WRITTEN TASK: Can you put every line of the data below into a JSON list of strings, one string per line, with blank lines left out?

GIVEN DATA:
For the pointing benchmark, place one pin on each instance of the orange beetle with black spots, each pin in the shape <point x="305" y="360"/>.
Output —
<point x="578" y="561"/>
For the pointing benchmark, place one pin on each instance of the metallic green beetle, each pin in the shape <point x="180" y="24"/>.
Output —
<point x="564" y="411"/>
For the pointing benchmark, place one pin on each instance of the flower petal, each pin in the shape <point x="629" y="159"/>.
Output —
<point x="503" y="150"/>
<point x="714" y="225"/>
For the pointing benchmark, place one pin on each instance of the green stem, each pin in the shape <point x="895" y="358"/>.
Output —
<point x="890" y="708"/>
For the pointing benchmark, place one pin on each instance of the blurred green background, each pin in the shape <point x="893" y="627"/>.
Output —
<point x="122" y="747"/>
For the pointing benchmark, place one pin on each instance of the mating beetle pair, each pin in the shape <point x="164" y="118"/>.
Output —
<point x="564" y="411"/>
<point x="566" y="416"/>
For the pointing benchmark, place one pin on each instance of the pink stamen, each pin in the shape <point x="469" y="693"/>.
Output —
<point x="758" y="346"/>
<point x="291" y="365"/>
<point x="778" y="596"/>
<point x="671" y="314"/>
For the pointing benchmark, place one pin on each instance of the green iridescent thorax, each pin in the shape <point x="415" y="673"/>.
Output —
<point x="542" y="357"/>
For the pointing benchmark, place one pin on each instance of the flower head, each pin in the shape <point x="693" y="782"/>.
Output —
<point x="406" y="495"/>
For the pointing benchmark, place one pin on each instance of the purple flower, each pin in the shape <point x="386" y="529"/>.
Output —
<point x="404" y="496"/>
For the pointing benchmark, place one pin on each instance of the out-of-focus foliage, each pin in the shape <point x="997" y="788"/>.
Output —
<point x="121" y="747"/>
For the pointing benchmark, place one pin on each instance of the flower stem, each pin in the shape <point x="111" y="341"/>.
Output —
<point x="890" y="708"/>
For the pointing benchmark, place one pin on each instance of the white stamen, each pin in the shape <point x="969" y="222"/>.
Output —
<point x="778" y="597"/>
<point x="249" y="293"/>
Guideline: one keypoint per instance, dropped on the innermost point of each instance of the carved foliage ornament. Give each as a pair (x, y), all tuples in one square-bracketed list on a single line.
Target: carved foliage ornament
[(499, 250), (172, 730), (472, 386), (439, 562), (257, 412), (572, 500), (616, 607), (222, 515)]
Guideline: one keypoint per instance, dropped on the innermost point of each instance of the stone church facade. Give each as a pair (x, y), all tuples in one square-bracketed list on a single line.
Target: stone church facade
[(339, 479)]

EXERCISE OUTPUT:
[
  "For the pointing benchmark, place one pin on each instance of the orange beetle with black spots, each pin in the shape <point x=\"305\" y=\"360\"/>.",
  "Output —",
  "<point x=\"578\" y=\"561\"/>",
  "For the pointing benchmark, place one pin on each instance of the metallic green beetle, each pin in the shape <point x=\"180\" y=\"24\"/>.",
  "Output —",
  "<point x=\"564\" y=\"411\"/>",
  "For the pointing benchmark, place one pin on each instance of the flower petal, each pin in the shape <point x=\"629\" y=\"159\"/>.",
  "Output —",
  "<point x=\"503\" y=\"150\"/>",
  "<point x=\"714\" y=\"225\"/>",
  "For the pointing benchmark, place one pin on each instance of the green stem, each pin in the shape <point x=\"895\" y=\"358\"/>.",
  "Output —",
  "<point x=\"890\" y=\"708\"/>",
  "For the pointing benchmark, place one pin on each instance of the blurred green background, each pin in the shape <point x=\"893\" y=\"627\"/>.",
  "Output —",
  "<point x=\"122\" y=\"747\"/>",
  "For the pointing benchmark, place one pin on each instance of the mating beetle pair, each pin in the shape <point x=\"164\" y=\"118\"/>.",
  "Output —",
  "<point x=\"564\" y=\"411\"/>",
  "<point x=\"566\" y=\"416\"/>",
  "For the pointing benchmark, place one pin on each instance of the pink stamen, each pin in the shape <point x=\"469\" y=\"693\"/>.",
  "Output —",
  "<point x=\"758\" y=\"346\"/>",
  "<point x=\"291\" y=\"365\"/>",
  "<point x=\"778\" y=\"596\"/>",
  "<point x=\"671\" y=\"314\"/>",
  "For the pointing benchmark, place one pin on each instance of the green iridescent thorax, each pin in the shape <point x=\"415\" y=\"673\"/>.",
  "Output —",
  "<point x=\"542\" y=\"357\"/>",
  "For the pointing benchmark, place one pin on each instance of the flower head, each pin in the shape <point x=\"693\" y=\"782\"/>.",
  "Output —",
  "<point x=\"406\" y=\"495\"/>",
  "For the pointing benchmark, place one pin on each instance of the purple flower, each pin in the shape <point x=\"386\" y=\"529\"/>.",
  "Output —",
  "<point x=\"404\" y=\"496\"/>",
  "For the pointing benchmark, place one pin on each instance of the out-of-focus foliage, each pin in the shape <point x=\"997\" y=\"788\"/>.",
  "Output —",
  "<point x=\"121\" y=\"747\"/>",
  "For the pointing benchmark, place one pin on each instance of the flower stem, each pin in the shape <point x=\"111\" y=\"341\"/>.",
  "Output —",
  "<point x=\"890\" y=\"708\"/>",
  "For the pointing benchmark, place one pin on each instance of the white stamen, each pin in the shape <point x=\"969\" y=\"222\"/>.",
  "Output —",
  "<point x=\"778\" y=\"597\"/>",
  "<point x=\"249\" y=\"293\"/>",
  "Guideline: one keypoint per instance, dropped on the innermost point of each instance of the carved foliage ornament. Give each as a pair (x, y), all tuples in one square-bracketed list on a single line.",
  "Target: carved foliage ornament",
  "[(499, 250), (172, 730), (472, 386), (439, 562), (257, 412), (572, 500), (616, 607), (222, 515)]",
  "Guideline: one keypoint per instance, dropped on the innermost point of each instance of the stone church facade. Give each as a pair (x, y), all tuples in one square-bracketed list on a single line.",
  "Target: stone church facade",
  "[(339, 479)]"
]